- **GOAL**:
Write out the lines below, copying each one exactly.

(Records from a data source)
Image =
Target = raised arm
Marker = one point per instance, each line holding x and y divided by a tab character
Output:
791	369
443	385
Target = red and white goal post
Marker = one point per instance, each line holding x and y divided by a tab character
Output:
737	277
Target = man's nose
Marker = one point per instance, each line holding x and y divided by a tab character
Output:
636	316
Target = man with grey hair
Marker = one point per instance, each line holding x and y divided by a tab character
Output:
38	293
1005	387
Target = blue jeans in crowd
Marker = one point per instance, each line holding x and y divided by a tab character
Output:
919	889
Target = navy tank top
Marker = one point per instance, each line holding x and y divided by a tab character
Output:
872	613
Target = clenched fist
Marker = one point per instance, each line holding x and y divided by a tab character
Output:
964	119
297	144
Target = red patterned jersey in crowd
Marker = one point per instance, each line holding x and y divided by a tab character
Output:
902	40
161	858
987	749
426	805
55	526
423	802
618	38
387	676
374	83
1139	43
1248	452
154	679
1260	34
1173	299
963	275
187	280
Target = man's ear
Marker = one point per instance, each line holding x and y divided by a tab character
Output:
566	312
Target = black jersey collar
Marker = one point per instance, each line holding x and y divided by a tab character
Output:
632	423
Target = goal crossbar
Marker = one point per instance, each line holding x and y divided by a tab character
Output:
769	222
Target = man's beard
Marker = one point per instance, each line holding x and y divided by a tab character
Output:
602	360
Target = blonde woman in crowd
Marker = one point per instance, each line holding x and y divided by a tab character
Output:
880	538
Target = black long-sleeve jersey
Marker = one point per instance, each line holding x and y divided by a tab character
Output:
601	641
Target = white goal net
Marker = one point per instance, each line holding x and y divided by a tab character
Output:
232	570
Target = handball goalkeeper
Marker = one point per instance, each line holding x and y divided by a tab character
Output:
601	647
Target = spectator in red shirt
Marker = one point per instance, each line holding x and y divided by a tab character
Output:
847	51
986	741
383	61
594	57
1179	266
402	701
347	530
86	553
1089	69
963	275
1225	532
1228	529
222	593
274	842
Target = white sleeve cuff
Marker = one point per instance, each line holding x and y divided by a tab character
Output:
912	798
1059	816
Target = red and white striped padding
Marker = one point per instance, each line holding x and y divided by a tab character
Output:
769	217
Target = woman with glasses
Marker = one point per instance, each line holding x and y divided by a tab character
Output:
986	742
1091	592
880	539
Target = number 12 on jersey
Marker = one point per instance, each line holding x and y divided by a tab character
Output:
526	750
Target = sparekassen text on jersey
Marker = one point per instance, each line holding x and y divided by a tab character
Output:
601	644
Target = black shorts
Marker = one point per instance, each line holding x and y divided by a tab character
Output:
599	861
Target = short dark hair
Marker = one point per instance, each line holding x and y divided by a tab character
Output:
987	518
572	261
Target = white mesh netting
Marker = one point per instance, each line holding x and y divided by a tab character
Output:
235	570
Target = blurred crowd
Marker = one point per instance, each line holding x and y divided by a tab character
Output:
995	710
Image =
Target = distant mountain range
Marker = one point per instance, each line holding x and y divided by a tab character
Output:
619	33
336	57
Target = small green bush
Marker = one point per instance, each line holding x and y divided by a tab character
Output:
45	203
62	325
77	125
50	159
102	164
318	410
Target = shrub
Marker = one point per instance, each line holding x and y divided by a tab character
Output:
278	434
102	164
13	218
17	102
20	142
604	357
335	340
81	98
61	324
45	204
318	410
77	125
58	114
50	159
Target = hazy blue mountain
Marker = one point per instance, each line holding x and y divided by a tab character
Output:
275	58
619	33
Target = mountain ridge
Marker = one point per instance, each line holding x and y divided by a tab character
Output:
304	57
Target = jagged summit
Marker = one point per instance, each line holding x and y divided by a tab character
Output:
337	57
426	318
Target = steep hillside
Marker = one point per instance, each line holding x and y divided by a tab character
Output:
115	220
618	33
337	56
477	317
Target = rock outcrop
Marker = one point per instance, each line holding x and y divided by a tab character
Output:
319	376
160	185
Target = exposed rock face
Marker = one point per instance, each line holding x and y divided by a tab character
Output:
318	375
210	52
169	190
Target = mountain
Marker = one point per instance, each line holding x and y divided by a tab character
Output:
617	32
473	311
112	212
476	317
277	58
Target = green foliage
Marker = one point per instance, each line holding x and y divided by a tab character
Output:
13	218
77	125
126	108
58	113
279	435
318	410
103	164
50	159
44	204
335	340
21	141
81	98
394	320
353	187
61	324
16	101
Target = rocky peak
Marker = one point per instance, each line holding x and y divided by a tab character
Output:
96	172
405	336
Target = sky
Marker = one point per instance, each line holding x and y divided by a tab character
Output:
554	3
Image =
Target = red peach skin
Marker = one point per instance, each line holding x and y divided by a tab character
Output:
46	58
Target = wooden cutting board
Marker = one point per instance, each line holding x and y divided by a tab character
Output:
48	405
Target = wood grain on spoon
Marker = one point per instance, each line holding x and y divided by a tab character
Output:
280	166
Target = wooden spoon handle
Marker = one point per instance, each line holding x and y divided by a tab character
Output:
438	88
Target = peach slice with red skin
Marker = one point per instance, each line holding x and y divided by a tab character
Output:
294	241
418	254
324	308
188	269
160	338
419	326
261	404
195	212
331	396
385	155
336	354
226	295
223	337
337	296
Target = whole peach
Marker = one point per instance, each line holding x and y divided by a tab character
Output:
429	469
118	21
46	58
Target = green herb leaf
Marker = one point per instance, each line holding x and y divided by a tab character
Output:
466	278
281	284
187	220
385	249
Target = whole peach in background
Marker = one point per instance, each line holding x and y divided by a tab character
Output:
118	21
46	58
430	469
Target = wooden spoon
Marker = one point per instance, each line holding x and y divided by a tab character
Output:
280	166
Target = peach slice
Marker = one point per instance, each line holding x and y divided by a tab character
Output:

- **WRITTEN ANSWER**:
Image =
Target = raised arm
Marker = one point per instance, each line holding x and y divided by a tab character
Output:
791	369
443	385
Target = red and white goal post
Marker = one point per instance, each line holding x and y divided by a tab character
Output:
737	277
Target = man's nose
Marker = one point per instance, each line holding x and y divided by a tab character
Output:
636	316
Target = man with grey hair
Marker = one point per instance, each line holding x and y divided by a tab character
Output:
38	293
1005	387
Target = blue jeans in crowd
Marker = one point per instance, each line holding x and y divided by a tab character
Output:
919	889
Target = navy tank top
Marker = one point per instance, each line holding x and y divided by a tab character
Output:
872	613
Target = clenched fist
Marker = one point per instance, each line holding x and y divided by a tab character
Output:
964	119
297	144
Target = red patterned jersey in crowd
Marker = one point per instance, each line holding x and y divided by a tab character
Output:
902	40
161	858
987	749
426	805
55	526
423	802
618	38
387	676
374	83
1139	43
1248	452
154	679
1260	34
1173	299
963	275
187	280
Target = man's ear
Marker = one point per instance, each line holding x and y divided by a tab character
Output:
566	312
Target = black jersey collar
Marker = one point per instance, each line holding x and y divided by a tab character
Output:
632	423
Target = goal crossbar
Marker = one point per instance, each line holding x and y divided by a tab character
Output:
769	222
Target = man's beard
Marker = one point per instance, each line holding x and y divided by a tab character
Output:
602	360
Target = blonde woman in crowd
Marker = one point per instance, each line holding x and y divided by a tab character
Output:
880	538
Target = black long-sleeve jersey
Marker = one point per instance, each line holding x and y divided by a tab character
Output:
601	641
Target = white goal net
Marker = one point per instance, each line holding x and y divided by a tab character
Output:
232	570
Target = handball goalkeeper
Marker = one point per instance, each line holding x and y divided by a tab character
Output:
601	647
Target = spectator in red shirt
Marker = one point per instance, each line holding x and y divided by a tab character
Output:
847	51
986	741
383	61
594	57
1179	266
402	701
347	530
86	553
1089	69
963	275
1225	532
1228	529
222	593
274	842
Target = white sleeve cuff
Marker = one point per instance, each line holding x and y divided by a tab character
Output:
912	798
1059	816
Target = red and white striped padding
Marker = one point per instance, each line holding x and y divided by a tab character
Output:
769	217
Target = woman with glasses
Marker = one point per instance, each line holding x and y divided by a tab character
Output:
986	742
1091	592
880	539
Target = number 12 on jersey
Marker = one point per instance, each line holding x and y divided by a tab character
Output:
526	750
Target = sparekassen text on jersey
Marker = one point per instance, each line holding x and y divided by a tab character
Output:
601	644
Target = black shorts
Marker = one point per instance, each line holding x and y divided by a tab character
Output:
599	861
Target = short dark hair
Marker = one point per instance, each line holding x and y divided by a tab character
Output:
987	518
572	261
Target = white mesh netting
Marker = one point per instance, each line holding x and y divided by a tab character
Output:
235	570
Target = blurred crowd
Marker = one point per instance, each line holding x and y divided by a tab character
Output:
995	710
Image =
Target = distant mountain range
Marker = one point per instance, each line holding x and y divided by a tab character
Output:
619	33
336	57
Target = small green bush
Marker = one point per instance, each line holding x and y divided by a tab character
Output:
45	203
62	325
77	125
50	159
102	164
318	410
Target = shrub
Marker = one point per instance, each line holding x and y divided by a tab character
Output:
278	434
102	164
13	218
17	102
20	142
604	357
335	340
81	98
61	324
45	204
318	410
77	125
58	114
50	159
Target = hazy blue mountain
Marker = one point per instance, each line holding x and y divided by a tab character
Output:
275	58
619	33
Target = mountain ridge
Marker = one point per instance, each line holding x and y divided by a tab character
Output:
304	57
Target = jagged summit
Marker = one point per instance, each line holding x and y divided by a tab character
Output:
337	57
426	318
Target = steep hillside
Marker = one point per instance, each line holding x and y divided by a tab character
Output:
115	220
618	33
337	56
477	317
Target = rock outcrop
Marker = one point per instance, each line holding x and y divided by a tab character
Output:
319	376
160	185
Target = exposed rock face
Marker = one point per instance, each line holding x and y divided by a tab character
Output:
318	375
210	52
169	190
Target = mountain
Marker = one point per instance, each line holding x and y divided by a tab character
Output:
617	32
473	311
112	212
476	317
277	58
Target = green foliage
Marker = one point per instance, each line holding x and y divided by a tab character
Output:
13	218
77	125
126	108
58	113
279	435
318	410
103	164
50	159
44	204
335	340
21	141
81	98
394	320
353	187
61	324
16	101
Target = rocky peak
Marker = one point per instance, each line holding x and y divided by a tab character
Output:
96	172
405	336
Target = sky
Marker = one point per instance, each line holding x and y divided by a tab character
Output:
554	3
Image =
Target = red peach skin
Marker = one point per instance, each line holding x and y divided by a tab character
Output:
46	58
Target = wooden cutting board
Marker = one point per instance, each line holding x and y divided by a tab character
Output:
48	405
Target = wood grain on spoon
Marker = one point per instance, each line holding x and y divided by a tab character
Output:
280	166
Target = wooden spoon handle
Marker = one point per instance, each line holding x and y divided by a tab character
Output:
438	88
Target = peach slice with red skin
Marker = one point per instance, each line holding x and y divided by a tab character
Output:
294	241
418	254
324	308
188	269
160	338
419	326
261	404
195	212
331	396
385	155
336	354
226	295
223	337
337	296
Target = whole peach
Marker = one point per instance, each line holding x and y divided by a tab character
Output:
429	469
118	21
46	58
Target = green herb leaf
Marker = one point per instance, each line holding x and y divided by a tab character
Output:
466	278
281	284
187	220
385	249
Target = whole peach in background
Marker = one point per instance, each line holding x and y divided by a tab character
Output:
118	21
46	58
430	469
Target = wooden spoon
Marker = one point per instance, each line holding x and y divided by a tab character
Output:
280	166
Target = peach slice
Marker = one point per instance, each line holding x and y divided by a tab character
Output:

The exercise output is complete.